Work instructions |
Copy the records word for word, from their first line through the line that contains "The masks may", including that line.

Records supplied |
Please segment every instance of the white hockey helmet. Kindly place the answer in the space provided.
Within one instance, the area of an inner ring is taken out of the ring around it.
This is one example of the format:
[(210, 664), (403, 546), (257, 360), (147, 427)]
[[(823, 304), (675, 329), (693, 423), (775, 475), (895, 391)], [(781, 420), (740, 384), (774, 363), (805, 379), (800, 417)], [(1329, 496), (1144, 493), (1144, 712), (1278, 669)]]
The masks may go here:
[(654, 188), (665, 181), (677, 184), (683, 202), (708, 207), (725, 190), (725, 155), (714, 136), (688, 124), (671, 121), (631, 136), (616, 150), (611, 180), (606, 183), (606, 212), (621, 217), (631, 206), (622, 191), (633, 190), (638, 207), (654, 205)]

Finished exercise |
Please segment every instance of the white hockey helmet. Kindly place the answer in the space provided.
Within one instance, the area of an inner ring is taken out of the ring around it.
This is one example of the format:
[(210, 664), (403, 546), (257, 360), (147, 427)]
[[(823, 304), (675, 329), (693, 423), (775, 475), (895, 391)], [(781, 420), (740, 384), (774, 363), (805, 379), (800, 417)], [(1329, 496), (1144, 493), (1144, 712), (1278, 669)]]
The masks may go here:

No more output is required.